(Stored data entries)
---*---

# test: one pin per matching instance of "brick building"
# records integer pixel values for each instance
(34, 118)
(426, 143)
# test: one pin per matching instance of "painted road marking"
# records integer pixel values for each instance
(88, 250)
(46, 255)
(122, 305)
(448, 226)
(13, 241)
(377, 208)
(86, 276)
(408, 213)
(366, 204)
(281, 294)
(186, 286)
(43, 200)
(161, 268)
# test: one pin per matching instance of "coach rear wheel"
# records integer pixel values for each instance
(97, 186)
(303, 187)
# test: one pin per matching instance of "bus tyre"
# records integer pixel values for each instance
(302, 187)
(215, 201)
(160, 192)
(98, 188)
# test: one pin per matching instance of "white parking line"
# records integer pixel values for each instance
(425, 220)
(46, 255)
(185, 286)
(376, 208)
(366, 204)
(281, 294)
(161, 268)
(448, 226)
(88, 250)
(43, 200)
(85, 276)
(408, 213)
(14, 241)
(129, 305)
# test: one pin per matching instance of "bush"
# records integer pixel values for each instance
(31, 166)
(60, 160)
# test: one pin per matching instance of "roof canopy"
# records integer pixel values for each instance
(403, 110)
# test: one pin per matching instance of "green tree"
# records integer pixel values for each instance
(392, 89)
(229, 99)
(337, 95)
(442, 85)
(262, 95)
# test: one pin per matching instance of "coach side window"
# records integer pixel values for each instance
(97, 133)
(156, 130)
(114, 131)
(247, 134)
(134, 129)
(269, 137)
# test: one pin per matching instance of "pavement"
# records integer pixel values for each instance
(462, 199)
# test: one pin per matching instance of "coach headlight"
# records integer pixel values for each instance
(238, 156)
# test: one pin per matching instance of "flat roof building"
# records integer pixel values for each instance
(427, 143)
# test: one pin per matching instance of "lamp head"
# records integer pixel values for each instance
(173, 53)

---*---

### Exercise details
Please go through the data above and copy each line that has the word "coach".

### Reply to the task
# test: one pin per matching instance of "coach rear wheel"
# test: one pin per matching instance of "coach side window"
# test: one pin per matching instance of "coach headlight"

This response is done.